◆ Written exercise:
Swap "Bet you can't find" for "Try to locate" everywhere in the records below, and give all of them again with nothing else altered.
==*==
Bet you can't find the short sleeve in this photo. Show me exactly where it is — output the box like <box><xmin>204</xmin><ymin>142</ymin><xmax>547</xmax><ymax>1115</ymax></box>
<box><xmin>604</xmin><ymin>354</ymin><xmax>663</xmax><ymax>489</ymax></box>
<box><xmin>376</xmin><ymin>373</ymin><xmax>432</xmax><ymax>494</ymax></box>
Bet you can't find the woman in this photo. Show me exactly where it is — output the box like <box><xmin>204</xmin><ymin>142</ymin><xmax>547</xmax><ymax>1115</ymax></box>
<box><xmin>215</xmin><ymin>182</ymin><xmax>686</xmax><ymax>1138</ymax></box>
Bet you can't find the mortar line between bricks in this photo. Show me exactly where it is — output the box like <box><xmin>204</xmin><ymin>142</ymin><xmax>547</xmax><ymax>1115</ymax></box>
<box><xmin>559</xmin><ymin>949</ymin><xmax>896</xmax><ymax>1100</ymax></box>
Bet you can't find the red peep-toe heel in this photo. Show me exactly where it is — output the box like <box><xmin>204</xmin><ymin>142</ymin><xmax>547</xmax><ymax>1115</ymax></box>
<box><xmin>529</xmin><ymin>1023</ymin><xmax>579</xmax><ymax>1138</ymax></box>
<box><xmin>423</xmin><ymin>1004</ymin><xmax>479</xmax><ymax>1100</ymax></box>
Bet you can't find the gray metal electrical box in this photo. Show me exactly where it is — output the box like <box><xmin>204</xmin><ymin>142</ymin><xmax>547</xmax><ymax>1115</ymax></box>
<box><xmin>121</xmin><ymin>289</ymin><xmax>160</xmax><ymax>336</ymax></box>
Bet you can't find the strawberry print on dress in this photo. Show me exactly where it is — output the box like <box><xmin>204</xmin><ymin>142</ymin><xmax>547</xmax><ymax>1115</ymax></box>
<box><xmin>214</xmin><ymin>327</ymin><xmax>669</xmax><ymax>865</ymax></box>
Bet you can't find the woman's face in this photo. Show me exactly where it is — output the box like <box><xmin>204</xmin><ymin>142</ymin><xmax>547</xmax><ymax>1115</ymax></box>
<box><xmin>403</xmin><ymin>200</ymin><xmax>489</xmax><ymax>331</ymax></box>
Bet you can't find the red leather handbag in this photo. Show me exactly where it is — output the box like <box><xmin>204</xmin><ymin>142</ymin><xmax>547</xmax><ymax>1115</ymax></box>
==*==
◆ Task output:
Try to locate the short sleeve in this photo. Show me exactly where it is — output the box like <box><xmin>204</xmin><ymin>142</ymin><xmax>547</xmax><ymax>1115</ymax></box>
<box><xmin>604</xmin><ymin>354</ymin><xmax>663</xmax><ymax>489</ymax></box>
<box><xmin>376</xmin><ymin>373</ymin><xmax>432</xmax><ymax>494</ymax></box>
Try to locate the woman in this photo. Show me exactly where it is — output the box like <box><xmin>204</xmin><ymin>142</ymin><xmax>547</xmax><ymax>1115</ymax></box>
<box><xmin>215</xmin><ymin>182</ymin><xmax>686</xmax><ymax>1138</ymax></box>
Try to locate the mortar line between bricks in this photo. Show me exactly where it is — output the box like <box><xmin>204</xmin><ymin>142</ymin><xmax>547</xmax><ymax>1115</ymax></box>
<box><xmin>559</xmin><ymin>949</ymin><xmax>896</xmax><ymax>1100</ymax></box>
Try to locate the red peep-toe heel in this photo. Show me exactly where it is — output the box like <box><xmin>204</xmin><ymin>142</ymin><xmax>547</xmax><ymax>1115</ymax></box>
<box><xmin>529</xmin><ymin>1023</ymin><xmax>579</xmax><ymax>1138</ymax></box>
<box><xmin>423</xmin><ymin>1004</ymin><xmax>479</xmax><ymax>1100</ymax></box>
Try to locate the gray metal electrical box in this photo. Show me exactly where it is — output the box like <box><xmin>204</xmin><ymin>142</ymin><xmax>547</xmax><ymax>1115</ymax></box>
<box><xmin>121</xmin><ymin>289</ymin><xmax>160</xmax><ymax>336</ymax></box>
Try to locate the strawberry print on dress in this photo. Show me exactly where it is — output the box like <box><xmin>204</xmin><ymin>142</ymin><xmax>547</xmax><ymax>1115</ymax></box>
<box><xmin>214</xmin><ymin>327</ymin><xmax>669</xmax><ymax>865</ymax></box>
Try to locate the woman's face in this photo. Show me exactly where it is — output the box like <box><xmin>204</xmin><ymin>142</ymin><xmax>547</xmax><ymax>1115</ymax></box>
<box><xmin>403</xmin><ymin>200</ymin><xmax>489</xmax><ymax>331</ymax></box>
Try to locate the red leather handbag in this photo. Show me exactly where it is — output the box like <box><xmin>204</xmin><ymin>142</ymin><xmax>547</xmax><ymax>1115</ymax></box>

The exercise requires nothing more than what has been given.